● **INFORMATION SUPPLIED**
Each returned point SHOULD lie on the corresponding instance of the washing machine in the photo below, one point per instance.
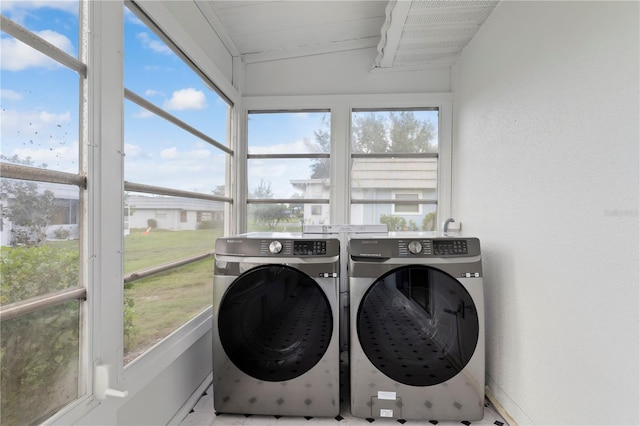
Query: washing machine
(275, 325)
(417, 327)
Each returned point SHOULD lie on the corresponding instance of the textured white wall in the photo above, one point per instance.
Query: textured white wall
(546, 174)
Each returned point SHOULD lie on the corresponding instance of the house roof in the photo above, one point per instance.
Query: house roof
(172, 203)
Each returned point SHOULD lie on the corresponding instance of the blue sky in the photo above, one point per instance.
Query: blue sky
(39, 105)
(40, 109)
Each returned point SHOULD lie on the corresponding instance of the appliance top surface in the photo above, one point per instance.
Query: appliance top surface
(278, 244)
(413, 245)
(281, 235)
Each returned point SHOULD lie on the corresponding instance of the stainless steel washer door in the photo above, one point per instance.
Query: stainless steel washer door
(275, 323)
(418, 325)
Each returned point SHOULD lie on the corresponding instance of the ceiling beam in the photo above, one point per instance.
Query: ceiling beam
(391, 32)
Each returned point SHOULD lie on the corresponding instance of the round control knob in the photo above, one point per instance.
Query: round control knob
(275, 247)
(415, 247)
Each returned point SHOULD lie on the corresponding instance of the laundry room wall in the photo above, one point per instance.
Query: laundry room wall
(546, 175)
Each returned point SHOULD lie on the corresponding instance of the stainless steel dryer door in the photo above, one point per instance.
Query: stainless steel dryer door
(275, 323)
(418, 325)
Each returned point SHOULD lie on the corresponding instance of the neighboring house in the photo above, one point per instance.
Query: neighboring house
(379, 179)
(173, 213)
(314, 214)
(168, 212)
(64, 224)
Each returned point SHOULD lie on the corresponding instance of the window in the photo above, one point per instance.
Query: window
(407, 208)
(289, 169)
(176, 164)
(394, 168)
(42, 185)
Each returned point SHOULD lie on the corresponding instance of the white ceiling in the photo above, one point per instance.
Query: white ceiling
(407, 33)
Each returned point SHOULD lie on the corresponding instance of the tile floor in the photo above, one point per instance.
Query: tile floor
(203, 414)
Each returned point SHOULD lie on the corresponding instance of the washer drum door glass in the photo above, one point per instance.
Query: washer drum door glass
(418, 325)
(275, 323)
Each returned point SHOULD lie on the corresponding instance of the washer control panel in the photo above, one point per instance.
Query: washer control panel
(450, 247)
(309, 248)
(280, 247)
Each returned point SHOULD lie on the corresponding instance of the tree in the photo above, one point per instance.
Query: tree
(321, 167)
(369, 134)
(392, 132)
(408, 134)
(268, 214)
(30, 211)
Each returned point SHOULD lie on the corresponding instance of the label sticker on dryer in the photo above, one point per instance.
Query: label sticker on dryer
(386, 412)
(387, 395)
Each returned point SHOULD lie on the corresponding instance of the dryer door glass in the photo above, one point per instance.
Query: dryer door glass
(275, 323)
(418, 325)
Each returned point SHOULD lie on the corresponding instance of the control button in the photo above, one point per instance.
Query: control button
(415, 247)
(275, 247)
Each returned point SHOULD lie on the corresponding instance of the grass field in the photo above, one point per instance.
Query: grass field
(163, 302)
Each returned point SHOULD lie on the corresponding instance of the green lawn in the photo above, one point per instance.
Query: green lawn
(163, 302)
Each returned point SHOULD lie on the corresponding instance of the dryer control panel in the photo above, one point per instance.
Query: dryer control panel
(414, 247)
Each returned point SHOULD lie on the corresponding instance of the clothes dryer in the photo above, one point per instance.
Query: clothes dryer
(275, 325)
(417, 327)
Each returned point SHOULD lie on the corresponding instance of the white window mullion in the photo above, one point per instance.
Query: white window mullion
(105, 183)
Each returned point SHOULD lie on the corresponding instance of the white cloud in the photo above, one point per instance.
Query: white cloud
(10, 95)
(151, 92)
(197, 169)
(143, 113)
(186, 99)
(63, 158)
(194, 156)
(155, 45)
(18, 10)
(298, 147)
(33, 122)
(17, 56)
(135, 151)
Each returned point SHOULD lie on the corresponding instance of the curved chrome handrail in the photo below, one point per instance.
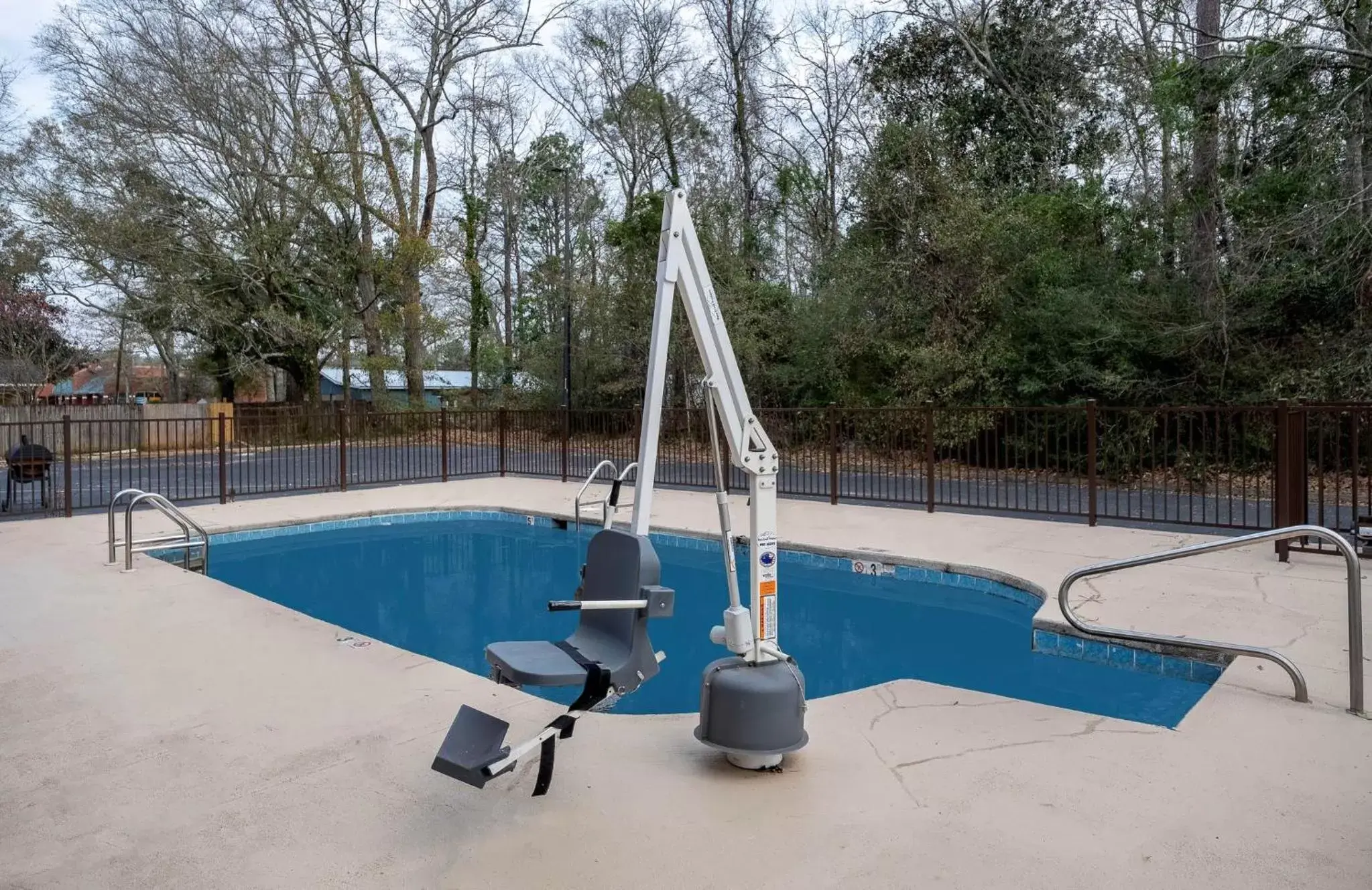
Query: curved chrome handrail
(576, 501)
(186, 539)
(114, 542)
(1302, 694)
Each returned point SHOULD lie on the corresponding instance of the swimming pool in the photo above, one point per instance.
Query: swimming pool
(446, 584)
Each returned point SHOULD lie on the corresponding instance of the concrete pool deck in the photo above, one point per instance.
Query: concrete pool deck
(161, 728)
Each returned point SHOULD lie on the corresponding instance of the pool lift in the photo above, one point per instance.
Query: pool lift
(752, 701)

● **EXERCISE BRIEF**
In the entries above, find the line holding "of the window" and the line holding "the white ceiling", then retype exactly those two lines and every line between them, and nothing else.

● **ANSWER TO THIS PROBLEM**
Each returned point SHOULD lie on the corresponding instance of the window in the photo above, one point per instance.
Query: window
(407, 208)
(289, 169)
(176, 164)
(394, 168)
(42, 185)
Each returned point SHOULD lie on the corresponding instance of the white ceiling in the photo above, one point per instance.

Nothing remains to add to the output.